Challenge - In the records, take everything from the line containing "batch is cumulus" down to the end, and reproduce only that span with "target object" replaced by "target class" and all other text unchanged.

Dataset entries -
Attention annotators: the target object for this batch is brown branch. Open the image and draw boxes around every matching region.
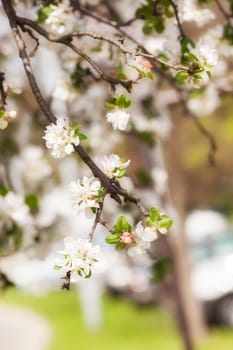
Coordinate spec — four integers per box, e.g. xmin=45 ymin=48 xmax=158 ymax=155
xmin=88 ymin=198 xmax=104 ymax=242
xmin=0 ymin=72 xmax=7 ymax=110
xmin=169 ymin=0 xmax=186 ymax=39
xmin=16 ymin=16 xmax=136 ymax=91
xmin=2 ymin=0 xmax=144 ymax=209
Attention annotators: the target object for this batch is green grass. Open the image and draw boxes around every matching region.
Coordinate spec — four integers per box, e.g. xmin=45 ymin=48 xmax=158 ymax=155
xmin=1 ymin=290 xmax=233 ymax=350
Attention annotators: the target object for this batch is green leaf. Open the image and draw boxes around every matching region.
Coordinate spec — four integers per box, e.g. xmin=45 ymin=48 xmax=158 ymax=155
xmin=180 ymin=37 xmax=195 ymax=54
xmin=24 ymin=193 xmax=39 ymax=212
xmin=78 ymin=133 xmax=88 ymax=141
xmin=115 ymin=242 xmax=126 ymax=250
xmin=114 ymin=215 xmax=132 ymax=234
xmin=37 ymin=6 xmax=53 ymax=24
xmin=116 ymin=67 xmax=127 ymax=80
xmin=223 ymin=23 xmax=233 ymax=45
xmin=149 ymin=208 xmax=160 ymax=222
xmin=158 ymin=217 xmax=173 ymax=229
xmin=188 ymin=86 xmax=205 ymax=98
xmin=115 ymin=94 xmax=131 ymax=108
xmin=176 ymin=70 xmax=189 ymax=83
xmin=192 ymin=73 xmax=202 ymax=80
xmin=0 ymin=185 xmax=9 ymax=197
xmin=105 ymin=233 xmax=121 ymax=244
xmin=142 ymin=20 xmax=154 ymax=35
xmin=154 ymin=17 xmax=165 ymax=34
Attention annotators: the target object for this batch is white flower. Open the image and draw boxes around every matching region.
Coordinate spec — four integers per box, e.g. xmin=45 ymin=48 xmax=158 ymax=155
xmin=127 ymin=221 xmax=158 ymax=256
xmin=44 ymin=1 xmax=76 ymax=35
xmin=194 ymin=44 xmax=218 ymax=68
xmin=43 ymin=118 xmax=80 ymax=158
xmin=106 ymin=108 xmax=130 ymax=130
xmin=19 ymin=145 xmax=52 ymax=188
xmin=55 ymin=237 xmax=100 ymax=282
xmin=96 ymin=154 xmax=130 ymax=178
xmin=70 ymin=176 xmax=101 ymax=214
xmin=178 ymin=0 xmax=215 ymax=27
xmin=135 ymin=221 xmax=158 ymax=242
xmin=0 ymin=110 xmax=16 ymax=130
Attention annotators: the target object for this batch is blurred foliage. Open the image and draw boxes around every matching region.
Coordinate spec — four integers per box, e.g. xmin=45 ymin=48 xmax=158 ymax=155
xmin=168 ymin=96 xmax=233 ymax=216
xmin=2 ymin=289 xmax=233 ymax=350
xmin=151 ymin=257 xmax=172 ymax=283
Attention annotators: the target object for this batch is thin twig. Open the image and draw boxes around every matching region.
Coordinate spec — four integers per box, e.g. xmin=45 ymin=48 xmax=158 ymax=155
xmin=0 ymin=72 xmax=7 ymax=110
xmin=169 ymin=0 xmax=186 ymax=39
xmin=2 ymin=0 xmax=146 ymax=209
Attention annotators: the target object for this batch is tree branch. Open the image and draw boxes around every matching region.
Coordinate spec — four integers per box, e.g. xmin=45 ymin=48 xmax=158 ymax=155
xmin=2 ymin=0 xmax=146 ymax=210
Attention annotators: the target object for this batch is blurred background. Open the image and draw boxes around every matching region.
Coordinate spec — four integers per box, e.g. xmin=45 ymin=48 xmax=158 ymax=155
xmin=0 ymin=2 xmax=233 ymax=350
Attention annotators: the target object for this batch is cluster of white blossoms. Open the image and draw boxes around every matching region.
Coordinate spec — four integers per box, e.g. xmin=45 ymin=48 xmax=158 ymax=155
xmin=54 ymin=237 xmax=101 ymax=282
xmin=0 ymin=110 xmax=16 ymax=130
xmin=178 ymin=0 xmax=215 ymax=27
xmin=106 ymin=108 xmax=130 ymax=131
xmin=41 ymin=0 xmax=76 ymax=35
xmin=43 ymin=118 xmax=80 ymax=158
xmin=95 ymin=154 xmax=130 ymax=178
xmin=70 ymin=176 xmax=103 ymax=216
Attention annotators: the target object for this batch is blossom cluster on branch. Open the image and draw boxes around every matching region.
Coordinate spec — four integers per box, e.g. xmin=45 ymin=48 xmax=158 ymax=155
xmin=0 ymin=0 xmax=233 ymax=288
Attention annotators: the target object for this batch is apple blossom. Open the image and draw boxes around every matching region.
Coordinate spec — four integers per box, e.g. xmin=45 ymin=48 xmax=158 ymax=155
xmin=43 ymin=118 xmax=80 ymax=158
xmin=0 ymin=110 xmax=16 ymax=130
xmin=70 ymin=176 xmax=102 ymax=214
xmin=96 ymin=154 xmax=130 ymax=178
xmin=54 ymin=237 xmax=100 ymax=282
xmin=106 ymin=108 xmax=130 ymax=131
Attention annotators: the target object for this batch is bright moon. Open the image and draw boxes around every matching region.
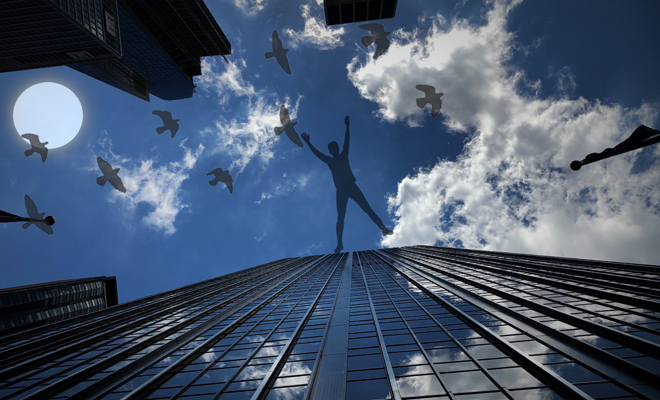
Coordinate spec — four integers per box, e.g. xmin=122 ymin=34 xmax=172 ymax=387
xmin=14 ymin=82 xmax=83 ymax=149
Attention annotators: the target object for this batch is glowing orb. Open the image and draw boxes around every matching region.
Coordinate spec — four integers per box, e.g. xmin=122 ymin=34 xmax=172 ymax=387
xmin=14 ymin=82 xmax=83 ymax=149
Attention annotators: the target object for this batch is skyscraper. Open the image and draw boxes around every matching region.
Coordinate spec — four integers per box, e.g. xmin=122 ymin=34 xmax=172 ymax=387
xmin=323 ymin=0 xmax=398 ymax=25
xmin=0 ymin=0 xmax=231 ymax=101
xmin=0 ymin=246 xmax=660 ymax=400
xmin=0 ymin=276 xmax=118 ymax=335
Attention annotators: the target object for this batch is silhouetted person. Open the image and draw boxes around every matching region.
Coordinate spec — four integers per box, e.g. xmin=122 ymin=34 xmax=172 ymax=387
xmin=415 ymin=85 xmax=444 ymax=118
xmin=571 ymin=125 xmax=660 ymax=171
xmin=265 ymin=31 xmax=291 ymax=75
xmin=302 ymin=115 xmax=393 ymax=253
xmin=21 ymin=133 xmax=48 ymax=162
xmin=23 ymin=194 xmax=55 ymax=235
xmin=275 ymin=105 xmax=303 ymax=147
xmin=206 ymin=168 xmax=234 ymax=194
xmin=96 ymin=157 xmax=126 ymax=193
xmin=151 ymin=110 xmax=179 ymax=137
xmin=360 ymin=24 xmax=392 ymax=60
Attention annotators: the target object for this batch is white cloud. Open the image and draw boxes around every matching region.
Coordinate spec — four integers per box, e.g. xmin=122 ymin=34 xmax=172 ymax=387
xmin=234 ymin=0 xmax=268 ymax=17
xmin=356 ymin=1 xmax=660 ymax=264
xmin=103 ymin=140 xmax=204 ymax=236
xmin=284 ymin=3 xmax=345 ymax=50
xmin=195 ymin=58 xmax=256 ymax=104
xmin=202 ymin=94 xmax=301 ymax=172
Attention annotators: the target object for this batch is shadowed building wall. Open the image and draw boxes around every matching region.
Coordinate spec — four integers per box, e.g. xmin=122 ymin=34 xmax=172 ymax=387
xmin=0 ymin=276 xmax=118 ymax=340
xmin=0 ymin=246 xmax=660 ymax=400
xmin=323 ymin=0 xmax=398 ymax=25
xmin=0 ymin=0 xmax=231 ymax=101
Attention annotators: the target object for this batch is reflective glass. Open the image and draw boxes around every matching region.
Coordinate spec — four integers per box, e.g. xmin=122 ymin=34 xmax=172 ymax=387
xmin=266 ymin=386 xmax=307 ymax=400
xmin=488 ymin=367 xmax=543 ymax=389
xmin=426 ymin=347 xmax=469 ymax=363
xmin=346 ymin=379 xmax=392 ymax=400
xmin=546 ymin=363 xmax=603 ymax=383
xmin=348 ymin=354 xmax=383 ymax=371
xmin=346 ymin=367 xmax=386 ymax=381
xmin=442 ymin=371 xmax=497 ymax=393
xmin=396 ymin=375 xmax=446 ymax=397
xmin=389 ymin=351 xmax=428 ymax=367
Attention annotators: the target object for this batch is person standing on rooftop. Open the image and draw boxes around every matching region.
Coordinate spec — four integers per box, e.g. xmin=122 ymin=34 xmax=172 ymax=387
xmin=302 ymin=115 xmax=394 ymax=253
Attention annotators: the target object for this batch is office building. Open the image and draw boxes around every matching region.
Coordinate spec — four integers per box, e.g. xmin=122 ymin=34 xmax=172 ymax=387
xmin=0 ymin=276 xmax=118 ymax=334
xmin=323 ymin=0 xmax=397 ymax=25
xmin=0 ymin=0 xmax=231 ymax=101
xmin=0 ymin=246 xmax=660 ymax=400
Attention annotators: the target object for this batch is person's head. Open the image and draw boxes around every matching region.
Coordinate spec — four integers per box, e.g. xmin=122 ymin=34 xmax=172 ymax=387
xmin=328 ymin=142 xmax=339 ymax=157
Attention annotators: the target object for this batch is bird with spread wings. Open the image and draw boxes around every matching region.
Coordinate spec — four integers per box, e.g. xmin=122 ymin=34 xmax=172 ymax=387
xmin=96 ymin=157 xmax=126 ymax=193
xmin=265 ymin=30 xmax=291 ymax=75
xmin=151 ymin=110 xmax=179 ymax=137
xmin=275 ymin=104 xmax=303 ymax=147
xmin=21 ymin=133 xmax=48 ymax=162
xmin=206 ymin=168 xmax=234 ymax=194
xmin=360 ymin=24 xmax=391 ymax=60
xmin=415 ymin=85 xmax=444 ymax=118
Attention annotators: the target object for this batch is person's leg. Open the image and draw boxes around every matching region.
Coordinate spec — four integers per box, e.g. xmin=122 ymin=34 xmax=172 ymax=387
xmin=349 ymin=184 xmax=383 ymax=228
xmin=335 ymin=189 xmax=348 ymax=253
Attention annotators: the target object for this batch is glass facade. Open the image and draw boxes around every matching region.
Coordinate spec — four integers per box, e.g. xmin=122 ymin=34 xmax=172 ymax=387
xmin=0 ymin=0 xmax=121 ymax=72
xmin=0 ymin=0 xmax=231 ymax=101
xmin=0 ymin=246 xmax=660 ymax=400
xmin=0 ymin=276 xmax=118 ymax=337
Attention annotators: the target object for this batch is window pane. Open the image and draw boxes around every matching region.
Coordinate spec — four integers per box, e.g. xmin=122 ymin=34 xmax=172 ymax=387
xmin=442 ymin=371 xmax=497 ymax=393
xmin=396 ymin=375 xmax=445 ymax=397
xmin=346 ymin=379 xmax=392 ymax=400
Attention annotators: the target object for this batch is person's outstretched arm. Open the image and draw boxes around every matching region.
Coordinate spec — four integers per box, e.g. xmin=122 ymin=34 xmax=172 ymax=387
xmin=341 ymin=115 xmax=351 ymax=157
xmin=300 ymin=132 xmax=330 ymax=164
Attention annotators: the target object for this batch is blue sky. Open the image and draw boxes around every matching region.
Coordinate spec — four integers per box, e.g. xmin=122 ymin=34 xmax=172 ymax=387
xmin=0 ymin=0 xmax=660 ymax=302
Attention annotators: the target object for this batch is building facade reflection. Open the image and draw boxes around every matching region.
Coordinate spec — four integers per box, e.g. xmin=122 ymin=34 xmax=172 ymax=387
xmin=0 ymin=246 xmax=660 ymax=400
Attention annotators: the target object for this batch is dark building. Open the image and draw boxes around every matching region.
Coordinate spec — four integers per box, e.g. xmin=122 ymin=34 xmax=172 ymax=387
xmin=0 ymin=246 xmax=660 ymax=400
xmin=0 ymin=0 xmax=231 ymax=101
xmin=323 ymin=0 xmax=398 ymax=25
xmin=0 ymin=276 xmax=118 ymax=334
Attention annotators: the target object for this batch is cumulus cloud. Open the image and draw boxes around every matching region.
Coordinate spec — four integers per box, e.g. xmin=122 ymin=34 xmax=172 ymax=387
xmin=99 ymin=140 xmax=204 ymax=236
xmin=356 ymin=1 xmax=660 ymax=264
xmin=202 ymin=94 xmax=301 ymax=172
xmin=284 ymin=3 xmax=345 ymax=50
xmin=234 ymin=0 xmax=268 ymax=17
xmin=195 ymin=58 xmax=256 ymax=104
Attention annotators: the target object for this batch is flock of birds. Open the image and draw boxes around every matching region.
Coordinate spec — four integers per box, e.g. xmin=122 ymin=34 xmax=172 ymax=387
xmin=15 ymin=23 xmax=444 ymax=234
xmin=265 ymin=24 xmax=444 ymax=115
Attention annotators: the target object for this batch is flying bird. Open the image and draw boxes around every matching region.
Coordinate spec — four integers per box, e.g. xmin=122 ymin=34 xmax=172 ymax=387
xmin=21 ymin=133 xmax=48 ymax=162
xmin=360 ymin=24 xmax=392 ymax=60
xmin=23 ymin=194 xmax=55 ymax=235
xmin=151 ymin=110 xmax=179 ymax=137
xmin=206 ymin=168 xmax=234 ymax=194
xmin=266 ymin=30 xmax=291 ymax=75
xmin=96 ymin=157 xmax=126 ymax=193
xmin=415 ymin=85 xmax=444 ymax=118
xmin=275 ymin=104 xmax=303 ymax=147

Worked answer -
Attention annotators: the target class for this batch is cumulus cloud. Open the image and draw boxes around every matching region.
Coordinate spec — four integers per box, e.g. xmin=122 ymin=34 xmax=172 ymax=387
xmin=99 ymin=140 xmax=204 ymax=236
xmin=356 ymin=1 xmax=660 ymax=264
xmin=202 ymin=94 xmax=301 ymax=172
xmin=284 ymin=3 xmax=345 ymax=50
xmin=234 ymin=0 xmax=268 ymax=17
xmin=195 ymin=58 xmax=256 ymax=104
Attention annotators: the target class for this batch is flock of birds. Open the image and draw boxes around every matching region.
Coordinate spec — four integers per box, e.g. xmin=122 ymin=34 xmax=172 ymax=387
xmin=15 ymin=23 xmax=444 ymax=234
xmin=265 ymin=24 xmax=444 ymax=115
Attention annotators: the target class for this batch is flying bird. Open the image and draw boxes around every matching region.
Coordinate spec — four integers per box, e.g. xmin=122 ymin=34 xmax=172 ymax=387
xmin=21 ymin=133 xmax=48 ymax=162
xmin=360 ymin=24 xmax=392 ymax=60
xmin=23 ymin=194 xmax=55 ymax=235
xmin=151 ymin=110 xmax=179 ymax=137
xmin=206 ymin=168 xmax=234 ymax=194
xmin=266 ymin=30 xmax=291 ymax=75
xmin=96 ymin=157 xmax=126 ymax=193
xmin=415 ymin=85 xmax=444 ymax=118
xmin=275 ymin=104 xmax=303 ymax=147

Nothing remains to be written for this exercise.